Rewrite the listing from the line with "the shower door" to the line with "[[301, 354], [376, 360]]", putting "hinge" in place of "handle" and leaving everything else unchanged.

/---

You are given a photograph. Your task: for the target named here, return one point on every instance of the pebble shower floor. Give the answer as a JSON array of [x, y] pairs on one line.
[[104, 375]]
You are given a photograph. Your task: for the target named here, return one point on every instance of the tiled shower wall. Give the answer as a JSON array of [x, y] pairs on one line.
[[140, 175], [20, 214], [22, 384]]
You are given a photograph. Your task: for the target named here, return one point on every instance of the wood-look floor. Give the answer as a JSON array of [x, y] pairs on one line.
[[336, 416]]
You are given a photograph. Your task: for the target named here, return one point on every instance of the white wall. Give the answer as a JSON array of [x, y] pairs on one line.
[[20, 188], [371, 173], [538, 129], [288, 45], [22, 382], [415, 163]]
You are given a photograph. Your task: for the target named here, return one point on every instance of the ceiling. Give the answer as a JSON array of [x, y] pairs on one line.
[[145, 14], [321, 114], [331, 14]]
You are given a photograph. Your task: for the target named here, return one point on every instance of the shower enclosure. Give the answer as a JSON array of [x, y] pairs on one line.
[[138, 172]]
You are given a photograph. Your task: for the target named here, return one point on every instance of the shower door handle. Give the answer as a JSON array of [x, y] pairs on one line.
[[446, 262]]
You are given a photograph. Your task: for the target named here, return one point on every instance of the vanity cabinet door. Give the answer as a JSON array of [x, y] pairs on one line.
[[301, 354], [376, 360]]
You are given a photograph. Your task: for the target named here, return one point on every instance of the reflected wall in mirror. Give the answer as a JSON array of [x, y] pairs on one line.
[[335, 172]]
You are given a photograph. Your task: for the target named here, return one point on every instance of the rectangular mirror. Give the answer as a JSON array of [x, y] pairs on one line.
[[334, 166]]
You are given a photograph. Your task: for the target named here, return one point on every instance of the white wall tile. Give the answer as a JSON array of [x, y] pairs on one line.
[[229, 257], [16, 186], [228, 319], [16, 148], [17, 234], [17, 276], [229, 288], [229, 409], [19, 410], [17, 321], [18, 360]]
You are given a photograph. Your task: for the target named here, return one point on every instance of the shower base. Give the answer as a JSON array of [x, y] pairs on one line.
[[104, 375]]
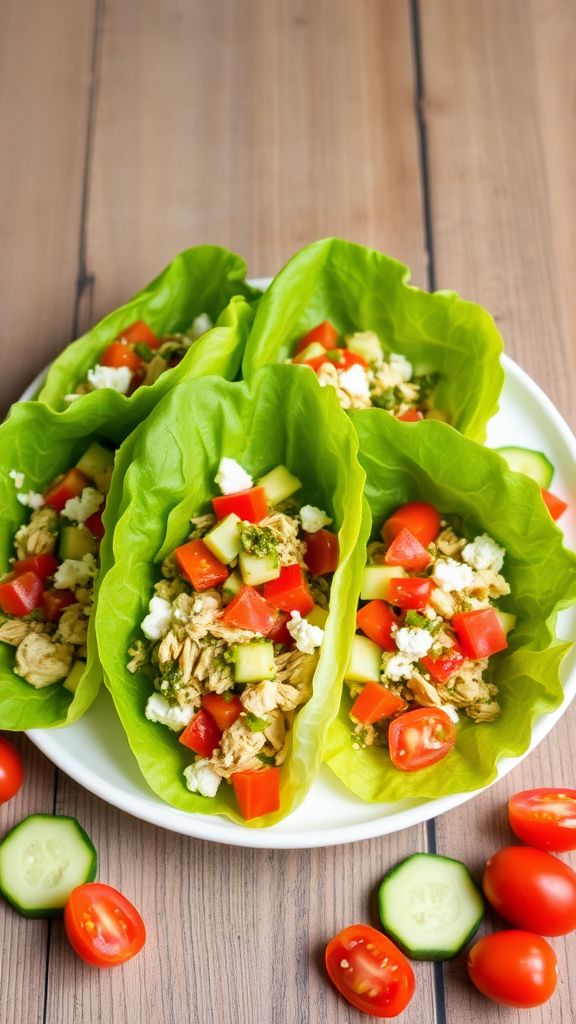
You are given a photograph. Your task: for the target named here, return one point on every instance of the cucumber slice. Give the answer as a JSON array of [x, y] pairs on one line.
[[532, 464], [42, 859], [430, 906]]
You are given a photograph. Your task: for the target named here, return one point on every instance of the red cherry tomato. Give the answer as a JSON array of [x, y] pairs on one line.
[[369, 971], [532, 890], [103, 927], [516, 969], [11, 771], [420, 738], [544, 817]]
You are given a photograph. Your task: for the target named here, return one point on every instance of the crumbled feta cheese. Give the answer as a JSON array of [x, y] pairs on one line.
[[82, 508], [413, 641], [201, 777], [484, 553], [31, 499], [118, 378], [158, 619], [75, 572], [313, 518], [307, 637], [402, 366], [160, 710], [355, 381], [452, 576], [232, 477]]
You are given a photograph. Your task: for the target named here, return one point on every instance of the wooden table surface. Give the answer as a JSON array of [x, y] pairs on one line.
[[442, 132]]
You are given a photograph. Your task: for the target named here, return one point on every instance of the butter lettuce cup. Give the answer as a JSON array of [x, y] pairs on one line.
[[191, 316], [350, 314], [236, 564], [456, 651]]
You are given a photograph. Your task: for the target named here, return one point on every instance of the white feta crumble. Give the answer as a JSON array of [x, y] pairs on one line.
[[118, 378], [160, 710], [355, 381], [402, 366], [307, 637], [31, 499], [452, 576], [158, 619], [75, 572], [484, 553], [413, 641], [232, 477], [82, 508], [313, 518], [201, 777]]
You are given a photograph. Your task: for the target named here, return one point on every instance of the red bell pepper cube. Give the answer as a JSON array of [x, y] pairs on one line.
[[290, 591], [200, 565], [250, 505], [323, 552], [201, 734], [375, 702], [376, 620], [257, 792], [249, 610]]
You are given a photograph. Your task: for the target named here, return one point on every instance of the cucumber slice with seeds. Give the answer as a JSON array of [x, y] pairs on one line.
[[430, 906]]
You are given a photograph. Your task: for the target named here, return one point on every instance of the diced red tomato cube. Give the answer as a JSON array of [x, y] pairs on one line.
[[200, 565], [250, 505], [290, 591]]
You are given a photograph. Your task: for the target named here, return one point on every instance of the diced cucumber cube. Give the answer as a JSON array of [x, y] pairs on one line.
[[254, 662], [365, 662], [279, 484]]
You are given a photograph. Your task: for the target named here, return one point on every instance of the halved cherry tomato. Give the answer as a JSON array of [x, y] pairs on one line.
[[223, 712], [250, 505], [249, 610], [480, 633], [554, 505], [407, 551], [544, 817], [369, 971], [21, 594], [532, 890], [410, 592], [375, 702], [516, 969], [11, 770], [103, 927], [420, 737], [324, 334], [419, 517], [257, 792], [201, 734], [376, 620], [322, 552], [290, 591], [70, 485], [200, 565], [121, 354]]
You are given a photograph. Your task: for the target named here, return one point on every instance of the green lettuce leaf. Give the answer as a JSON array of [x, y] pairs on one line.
[[200, 280], [359, 289], [432, 462], [281, 417]]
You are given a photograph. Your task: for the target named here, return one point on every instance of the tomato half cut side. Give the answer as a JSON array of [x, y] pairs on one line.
[[103, 927], [369, 971], [544, 817]]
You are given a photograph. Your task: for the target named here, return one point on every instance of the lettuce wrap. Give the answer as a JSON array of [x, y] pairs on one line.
[[202, 280], [359, 289], [433, 463], [281, 417]]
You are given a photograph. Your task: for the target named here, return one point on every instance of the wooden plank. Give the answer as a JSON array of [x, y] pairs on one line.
[[45, 59]]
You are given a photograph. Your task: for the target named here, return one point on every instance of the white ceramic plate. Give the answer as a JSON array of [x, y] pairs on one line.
[[94, 752]]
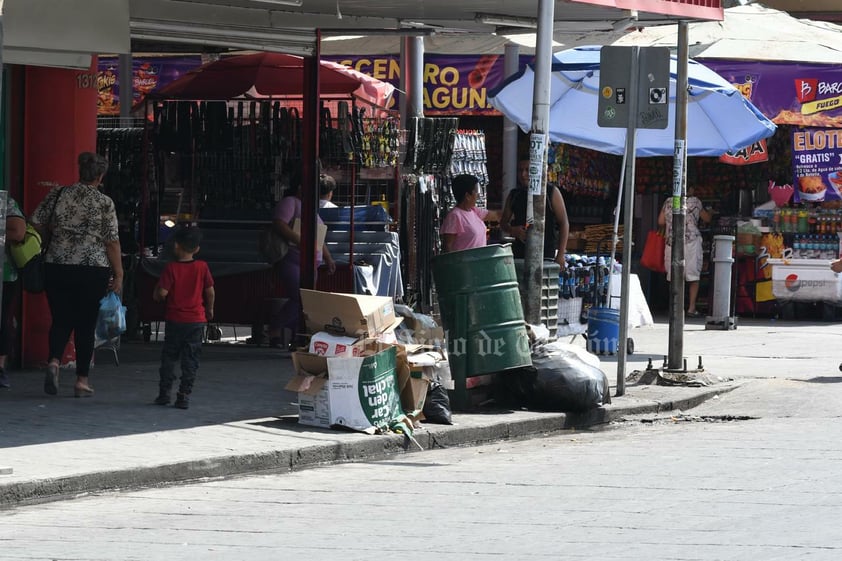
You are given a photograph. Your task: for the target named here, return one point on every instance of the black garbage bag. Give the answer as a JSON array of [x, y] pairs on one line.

\---

● **REPLY TO THE EXERCISE**
You are given a photograph. Your task: for the target named here, return one point on every instance of the shower door hinge. Give the answer as a JSON array of [x, y] pairs on one line.
[[446, 262]]
You are given a photograph. Your task: for the target named here, return one point on every instance of the vanity cabinet door. Give the answer as a JSON array of [x, y] pairs on one line.
[[301, 354], [376, 360]]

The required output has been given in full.